- SELECTION
<<<<
As discussed above, mipmaps are often used in trilinear texture filtering to reduce aliasing. A mipmap includes any number of LODs, and each LOD may be a bitmap image. Each mipmap may be numbered from 1 to N, with N being the total number of mipmaps. Typically, LOD0 is the largest LOD, followed by LOD1, LOD2, etc. When the texture is applied to a rendered geometry, the appropriate pair of LODs is selected, such as LOD0 and LOD1, depending on the depth of the rendered geometry. The depth of the geometry where the texture will be applied is between the depths of the texels of the mipmap pair. For example, a portion of texels may be selected in LOD0 based on the position of the pixel that is currently being shaded, and linear filtering may be performed on these texels. The same process is repeated with a portion of texels of LOD1. Linear interpolation is performed on the colors which were produced by filtering the portion of LOD0 and the portion of LOD1. In some cases, the portions may be a 2×2 subspan of texels. Although the present techniques are described using an LOD0/LOD1 pair, the same techniques can be applied to all other LOD pairs in the mipmap, such as LOD1/LOD2, LOD2/LOD3, etc.
>>>>
- PROVIDED INFORMATION
<<<<
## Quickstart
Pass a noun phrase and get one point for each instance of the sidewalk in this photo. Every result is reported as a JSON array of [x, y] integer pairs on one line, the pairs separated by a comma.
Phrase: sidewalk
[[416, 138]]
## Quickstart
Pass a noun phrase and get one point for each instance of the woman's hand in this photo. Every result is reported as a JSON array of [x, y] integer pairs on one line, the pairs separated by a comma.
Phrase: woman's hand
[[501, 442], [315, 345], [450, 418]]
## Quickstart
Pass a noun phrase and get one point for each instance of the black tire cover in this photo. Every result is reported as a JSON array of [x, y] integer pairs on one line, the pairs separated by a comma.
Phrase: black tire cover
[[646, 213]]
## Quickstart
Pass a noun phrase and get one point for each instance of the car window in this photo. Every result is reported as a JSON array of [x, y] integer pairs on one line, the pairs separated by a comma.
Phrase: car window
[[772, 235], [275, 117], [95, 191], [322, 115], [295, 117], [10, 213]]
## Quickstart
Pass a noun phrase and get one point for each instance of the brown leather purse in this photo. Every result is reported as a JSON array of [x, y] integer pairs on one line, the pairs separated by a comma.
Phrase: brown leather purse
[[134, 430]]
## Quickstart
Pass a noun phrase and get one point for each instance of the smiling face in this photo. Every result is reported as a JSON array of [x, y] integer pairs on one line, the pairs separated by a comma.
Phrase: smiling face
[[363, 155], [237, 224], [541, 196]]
>>>>
- WHAT TO WORK ON
Check each statement against the passage on mipmaps. For each one, answer yes or no and quote the words from the passage that decide it.
1. LOD0 is usually the smallest LOD.
2. Which pair of LODs gets used depends on the depth of the rendered geometry.
3. The techniques described work only for the LOD0/LOD1 pair.

- COMPLETE RESPONSE
1. No: "Typically, LOD0 is the largest LOD"
2. Yes: "the appropriate pair of LODs is selected, such as LOD0 and LOD1, depending on the depth of the rendered geometry"
3. No: "the same techniques can be applied to all other LOD pairs in the mipmap"